### Task goal
Write out the whole listing word for word.

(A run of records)

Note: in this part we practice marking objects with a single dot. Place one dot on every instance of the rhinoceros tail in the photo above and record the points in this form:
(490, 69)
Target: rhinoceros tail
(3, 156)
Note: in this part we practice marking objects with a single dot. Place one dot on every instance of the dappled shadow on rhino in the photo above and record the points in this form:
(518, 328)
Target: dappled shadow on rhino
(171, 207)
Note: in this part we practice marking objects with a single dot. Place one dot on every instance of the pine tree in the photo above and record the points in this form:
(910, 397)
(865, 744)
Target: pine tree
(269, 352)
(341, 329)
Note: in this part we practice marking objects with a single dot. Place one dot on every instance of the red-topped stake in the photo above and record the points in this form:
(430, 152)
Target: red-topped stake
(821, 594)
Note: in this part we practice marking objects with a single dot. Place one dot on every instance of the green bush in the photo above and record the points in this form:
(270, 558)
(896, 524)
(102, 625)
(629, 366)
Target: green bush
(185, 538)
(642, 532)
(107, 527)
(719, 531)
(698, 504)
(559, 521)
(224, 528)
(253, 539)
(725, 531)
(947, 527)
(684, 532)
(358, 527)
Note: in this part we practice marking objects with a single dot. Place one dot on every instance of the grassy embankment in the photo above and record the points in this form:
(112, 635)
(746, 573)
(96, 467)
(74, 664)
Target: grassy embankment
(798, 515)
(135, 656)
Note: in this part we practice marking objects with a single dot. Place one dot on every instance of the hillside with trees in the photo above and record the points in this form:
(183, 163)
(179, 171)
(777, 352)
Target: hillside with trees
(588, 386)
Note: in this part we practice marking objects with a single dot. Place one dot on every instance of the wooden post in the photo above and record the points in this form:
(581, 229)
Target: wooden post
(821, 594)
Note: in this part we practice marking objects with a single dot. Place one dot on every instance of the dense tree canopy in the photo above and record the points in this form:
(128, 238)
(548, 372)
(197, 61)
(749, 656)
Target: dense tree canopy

### Expected answer
Note: in this part we practice marking objects with a single dot. Place one dot on every instance of the rhinoceros tail in the photo above and record the points in this form:
(490, 69)
Target: rhinoceros tail
(3, 156)
Note: in this part we practice marking objects with a single dot. Place one dot on every instance of the dappled shadow on rhino in the photo above and record the points in this form:
(518, 328)
Target: dappled shadow on rhino
(171, 207)
Note: in this part we practice marking objects with a single dot. Place one dot on every instance of the pine tree in the photo above and record the points in this form:
(910, 397)
(865, 744)
Target: pine tree
(269, 352)
(341, 329)
Note: in this part we practice marking objects with a single dot. Place one dot on every instance of the red-topped stake in the photo above and record the points in this form:
(430, 152)
Target: red-topped stake
(821, 594)
Note: in this part we practice marking objects with a single dot. Place one dot on every instance of the green bush in the photo above and record the points in this form:
(270, 558)
(896, 524)
(102, 625)
(629, 366)
Target: green bush
(185, 538)
(642, 532)
(107, 527)
(719, 531)
(698, 504)
(559, 521)
(224, 528)
(253, 539)
(725, 531)
(947, 527)
(684, 532)
(358, 527)
Note: in this part we practice marking objects with a single dot. Place one dot on every instance of the grassy embankment in the photo above and record the points in this form:
(112, 635)
(746, 573)
(96, 467)
(74, 664)
Target: grassy embankment
(798, 515)
(135, 656)
Note: in this part we practice marking objects with a single dot. Place one dot on every instance of the hillside with trees in the photo above and record the points in this form:
(183, 163)
(179, 171)
(777, 352)
Target: hillside with trees
(588, 386)
Note: in this part we practice marking objects with a single dot. Place one dot on every instance of the wooden post in the photo above and record the points in this form:
(581, 229)
Target: wooden post
(821, 594)
Note: in this part we practice marking objects with a single dot. Place one dot on every instance of the dense tree canopy in the photo above and record the points in this form:
(128, 238)
(548, 372)
(197, 61)
(749, 656)
Target: dense tree canopy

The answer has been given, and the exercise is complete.